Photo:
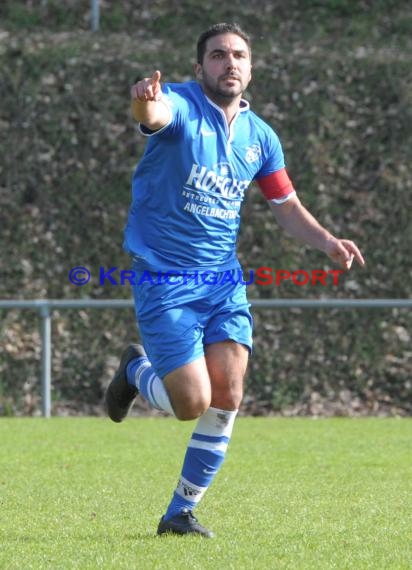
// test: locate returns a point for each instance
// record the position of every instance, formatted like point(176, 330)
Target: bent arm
point(298, 222)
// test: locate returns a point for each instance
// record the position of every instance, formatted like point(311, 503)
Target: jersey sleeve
point(273, 179)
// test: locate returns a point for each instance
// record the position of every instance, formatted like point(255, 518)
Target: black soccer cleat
point(183, 523)
point(120, 395)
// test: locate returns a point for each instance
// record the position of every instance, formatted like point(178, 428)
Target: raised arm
point(298, 222)
point(148, 106)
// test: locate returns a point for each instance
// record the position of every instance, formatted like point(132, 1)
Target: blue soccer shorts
point(178, 315)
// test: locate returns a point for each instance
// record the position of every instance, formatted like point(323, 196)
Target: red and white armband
point(277, 186)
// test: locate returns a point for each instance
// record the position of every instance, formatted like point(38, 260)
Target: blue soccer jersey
point(189, 186)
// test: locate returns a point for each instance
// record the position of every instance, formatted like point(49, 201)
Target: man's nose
point(231, 62)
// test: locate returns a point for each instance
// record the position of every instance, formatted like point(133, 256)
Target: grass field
point(294, 493)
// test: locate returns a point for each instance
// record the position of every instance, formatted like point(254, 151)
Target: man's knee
point(190, 406)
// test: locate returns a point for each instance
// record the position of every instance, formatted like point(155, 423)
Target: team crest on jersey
point(253, 153)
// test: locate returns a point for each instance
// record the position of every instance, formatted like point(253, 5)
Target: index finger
point(355, 253)
point(156, 77)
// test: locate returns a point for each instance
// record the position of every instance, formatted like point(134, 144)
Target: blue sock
point(204, 456)
point(141, 375)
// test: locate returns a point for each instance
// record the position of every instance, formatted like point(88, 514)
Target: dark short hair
point(217, 30)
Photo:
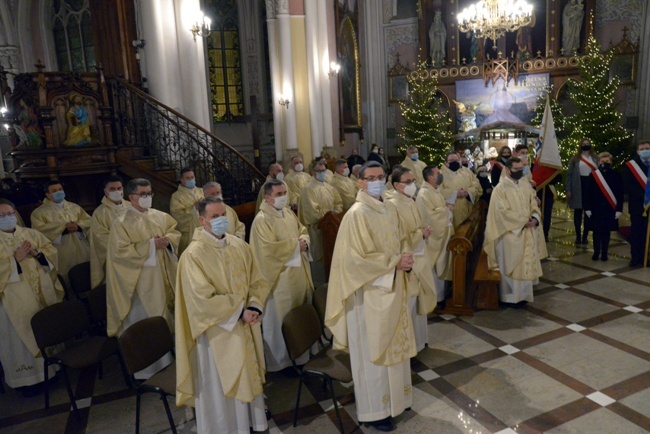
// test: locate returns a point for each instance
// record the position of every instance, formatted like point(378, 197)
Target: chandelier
point(493, 18)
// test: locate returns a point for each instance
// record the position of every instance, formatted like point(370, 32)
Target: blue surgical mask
point(8, 223)
point(376, 188)
point(58, 196)
point(219, 225)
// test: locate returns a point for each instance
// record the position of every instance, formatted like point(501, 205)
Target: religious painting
point(478, 105)
point(348, 55)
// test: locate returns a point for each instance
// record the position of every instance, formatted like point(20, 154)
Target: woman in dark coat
point(598, 206)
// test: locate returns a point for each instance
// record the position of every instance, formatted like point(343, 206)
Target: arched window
point(224, 61)
point(73, 35)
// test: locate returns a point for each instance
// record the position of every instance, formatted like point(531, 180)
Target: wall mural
point(478, 105)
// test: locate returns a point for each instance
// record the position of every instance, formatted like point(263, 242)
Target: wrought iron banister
point(174, 141)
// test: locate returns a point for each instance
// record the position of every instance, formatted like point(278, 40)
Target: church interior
point(229, 87)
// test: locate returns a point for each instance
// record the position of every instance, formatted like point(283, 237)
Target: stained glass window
point(73, 37)
point(224, 61)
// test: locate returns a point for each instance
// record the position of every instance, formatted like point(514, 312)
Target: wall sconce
point(334, 69)
point(284, 102)
point(201, 27)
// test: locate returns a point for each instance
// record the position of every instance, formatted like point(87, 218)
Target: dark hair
point(268, 186)
point(184, 170)
point(512, 160)
point(397, 173)
point(368, 165)
point(112, 179)
point(133, 185)
point(428, 171)
point(203, 203)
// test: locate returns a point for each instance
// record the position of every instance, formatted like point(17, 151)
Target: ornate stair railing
point(174, 141)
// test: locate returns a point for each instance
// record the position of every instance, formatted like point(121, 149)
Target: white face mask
point(145, 202)
point(115, 196)
point(280, 202)
point(410, 189)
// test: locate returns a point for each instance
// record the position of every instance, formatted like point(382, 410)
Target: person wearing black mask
point(603, 203)
point(577, 175)
point(497, 166)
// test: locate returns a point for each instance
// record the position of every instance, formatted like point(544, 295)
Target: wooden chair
point(301, 330)
point(63, 323)
point(141, 345)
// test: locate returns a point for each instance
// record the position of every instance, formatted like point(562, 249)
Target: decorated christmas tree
point(597, 117)
point(427, 123)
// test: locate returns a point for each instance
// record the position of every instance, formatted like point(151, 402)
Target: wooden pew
point(473, 285)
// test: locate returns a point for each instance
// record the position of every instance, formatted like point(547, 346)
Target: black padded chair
point(64, 323)
point(301, 329)
point(141, 345)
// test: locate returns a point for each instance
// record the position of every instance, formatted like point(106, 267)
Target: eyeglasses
point(375, 178)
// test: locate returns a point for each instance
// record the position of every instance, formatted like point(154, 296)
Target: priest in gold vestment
point(436, 214)
point(141, 264)
point(66, 224)
point(459, 187)
point(317, 199)
point(414, 237)
point(235, 226)
point(220, 293)
point(514, 242)
point(183, 207)
point(113, 205)
point(280, 246)
point(346, 187)
point(28, 283)
point(295, 180)
point(367, 303)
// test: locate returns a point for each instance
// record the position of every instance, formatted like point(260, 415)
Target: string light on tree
point(427, 124)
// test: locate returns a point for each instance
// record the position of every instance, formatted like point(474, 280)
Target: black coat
point(602, 213)
point(635, 192)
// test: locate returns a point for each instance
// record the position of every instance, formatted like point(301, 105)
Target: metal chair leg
point(169, 413)
point(295, 414)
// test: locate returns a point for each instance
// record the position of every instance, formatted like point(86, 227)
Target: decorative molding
point(394, 36)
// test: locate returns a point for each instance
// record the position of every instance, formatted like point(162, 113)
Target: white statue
point(437, 39)
point(572, 18)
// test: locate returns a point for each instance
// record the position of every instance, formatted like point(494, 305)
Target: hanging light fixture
point(493, 18)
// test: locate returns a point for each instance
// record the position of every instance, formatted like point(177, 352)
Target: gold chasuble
point(416, 167)
point(214, 283)
point(454, 181)
point(435, 214)
point(182, 208)
point(346, 188)
point(511, 206)
point(135, 266)
point(50, 219)
point(365, 258)
point(295, 182)
point(316, 200)
point(420, 281)
point(274, 241)
point(27, 286)
point(100, 228)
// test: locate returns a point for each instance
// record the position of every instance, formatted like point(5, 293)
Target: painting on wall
point(348, 56)
point(478, 105)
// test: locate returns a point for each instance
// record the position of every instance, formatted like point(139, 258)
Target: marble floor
point(576, 360)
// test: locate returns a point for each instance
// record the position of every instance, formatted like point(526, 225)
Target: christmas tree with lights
point(427, 123)
point(597, 117)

▶ Task
With the images left out, set down each record exactly as it appears.

▶ Expected answer
Photo:
// test: locate returns a point for each instance
// record the position of every instance, formatted like point(176, 330)
Target: bent arm
point(298, 222)
// test: locate returns a point for each instance
// record the position of every instance, formatted like point(311, 503)
Target: jersey sleeve
point(273, 179)
// test: locate returns a point for each instance
// record the position of every instance, formatted like point(255, 518)
Target: black soccer cleat
point(183, 523)
point(120, 395)
// test: locate returns a point for each instance
// record the position of every instance, formatted like point(178, 428)
Target: raised arm
point(298, 222)
point(148, 106)
// test: locate returns a point for each instance
// record the position of every instance, formatted like point(132, 1)
Target: blue soccer shorts
point(178, 315)
// test: locate returns a point for each instance
// record the position of every instance, formatted like point(323, 196)
Target: red and white armband
point(277, 186)
// test: locate returns a point for each instance
// record the position of every instance, formatted like point(38, 260)
Target: blue soccer jersey
point(189, 186)
// test: locate returns a point for each instance
// record the position of every instance, formatted like point(49, 201)
Target: man's nose
point(231, 62)
// test: locate returns a point for each instance
// record the position of every instance, formatted like point(133, 256)
Target: grass field
point(294, 493)
// test: locate returns a point for each instance
// record the position of every instance, formatted like point(254, 151)
Target: man's knee
point(190, 406)
// test: locate returns a point for each instance
// record the position of every instance, formatted like point(155, 423)
Target: team crest on jersey
point(253, 153)
// test: locate returns a point for each instance
// record the position of every instance, formatted like point(253, 5)
Target: index finger
point(355, 253)
point(156, 77)
// test: locate returns a point for each instance
// record the position of every instance, formatted like point(134, 144)
Target: blue sock
point(204, 456)
point(141, 375)
// test: locate returns a point for each instance
// record the position of every instance, formatted like point(88, 514)
Target: dark short hair
point(217, 30)
Photo:
// test: locate returns a point for each instance
// record the position of every instance, formatted like point(378, 197)
Target: chandelier
point(493, 18)
// test: locate returns a point for each instance
// record the position of every instance, formatted like point(370, 32)
Target: blue surgical mask
point(8, 223)
point(376, 188)
point(58, 196)
point(219, 225)
// test: locate returns a point for each instance
// record the position of every instance, formatted like point(501, 205)
Target: religious painting
point(478, 105)
point(348, 55)
// test: locate returns a point for each instance
// record the position of every instance, formatted like point(20, 154)
Target: woman in dark coat
point(598, 206)
// test: locate returns a point for each instance
// record the position of every instance, formatted like point(343, 206)
Target: arched window
point(224, 61)
point(73, 35)
// test: locate returns a point for each instance
// record the position of every instance, formatted like point(531, 180)
Target: wall mural
point(478, 105)
// test: locate returns a point for each instance
// record the position of every instance, formatted like point(263, 242)
Target: wrought iron banister
point(174, 141)
// test: locate returns a point for each instance
// record the position of every instance, formatted like point(278, 40)
Target: church interior
point(229, 87)
// test: locate returns a point for each instance
// record the position of every instance, formatted like point(283, 237)
Target: stained glass window
point(73, 37)
point(224, 61)
// test: locate returns a point for each instance
// record the position of every instance, formatted like point(514, 312)
Target: wall sconce
point(334, 69)
point(284, 102)
point(201, 27)
// test: locate returns a point for each instance
// record the position of every instance, formatted like point(87, 218)
Target: dark hair
point(268, 186)
point(184, 170)
point(512, 160)
point(397, 173)
point(368, 165)
point(112, 179)
point(133, 185)
point(428, 171)
point(203, 203)
// test: locate returns a point for each instance
// record the position of every instance, formatted like point(17, 151)
Target: ornate stair railing
point(174, 141)
// test: locate returns a point for each instance
// record the position of every instance, formatted like point(121, 149)
Target: white face mask
point(145, 202)
point(115, 196)
point(280, 202)
point(410, 189)
// test: locate returns a point for each instance
// record the position of every instance, formatted like point(382, 410)
Target: person wearing black mask
point(603, 203)
point(577, 175)
point(497, 166)
// test: locate returns a point for each instance
// record the position of every instance, formatted like point(544, 295)
Target: wooden chair
point(301, 330)
point(63, 323)
point(141, 345)
// test: locate returns a point for each instance
// record the position of every instance, formatted like point(562, 249)
Target: decorated christmas tree
point(597, 117)
point(427, 123)
// test: locate returns a point for each instance
// record the position of every instance, formatted like point(151, 402)
Target: wooden pew
point(473, 285)
// test: locate returns a point for each instance
// record the position of every instance, formatted like point(547, 346)
Target: black padded chair
point(64, 323)
point(301, 329)
point(141, 345)
// test: locate returns a point for each instance
// record the position of every instance, formatted like point(106, 267)
Target: eyeglasses
point(375, 178)
// test: locate returns a point for each instance
// record the position of every instance, formatted like point(154, 296)
Target: priest in gold vestment
point(436, 214)
point(141, 264)
point(66, 224)
point(459, 187)
point(317, 199)
point(414, 237)
point(235, 226)
point(220, 293)
point(514, 242)
point(183, 207)
point(113, 205)
point(280, 246)
point(346, 187)
point(28, 283)
point(295, 180)
point(367, 303)
// test: locate returns a point for each instance
// record the position of every instance, formatted like point(260, 415)
Target: string light on tree
point(427, 124)
// test: locate returns a point for each instance
// record the position of every instance, formatted like point(474, 280)
Target: black coat
point(602, 213)
point(635, 192)
// test: locate returns a point for each instance
// record the position of every instance, formatted like point(301, 105)
Target: metal chair leg
point(169, 413)
point(295, 414)
// test: locate returns a point for each instance
// record the position of every instance, formatted like point(86, 227)
Target: decorative molding
point(394, 36)
// test: locate returns a point for each instance
// record the position of every instance, formatted like point(162, 113)
Target: white statue
point(437, 39)
point(572, 18)
// test: locate returns a point for each instance
// record the position of every instance, formatted like point(494, 305)
Target: hanging light fixture
point(493, 18)
// test: locate returns a point for each instance
// record the position of every instance, formatted like point(177, 352)
Target: gold chasuble
point(416, 167)
point(214, 283)
point(454, 181)
point(435, 214)
point(182, 208)
point(346, 188)
point(511, 206)
point(135, 266)
point(50, 219)
point(365, 258)
point(295, 182)
point(316, 200)
point(420, 281)
point(274, 241)
point(27, 286)
point(100, 228)
// test: locate returns a point for each instance
// record the position of every instance, formatted like point(5, 293)
Target: painting on wall
point(348, 56)
point(478, 105)
// test: locate returns a point for each instance
// record the position of every instance, formatted like point(139, 258)
Target: marble floor
point(576, 360)
// test: locate returns a point for each instance
// record the position of every instance, formatted like point(526, 225)
Target: christmas tree with lights
point(427, 123)
point(597, 117)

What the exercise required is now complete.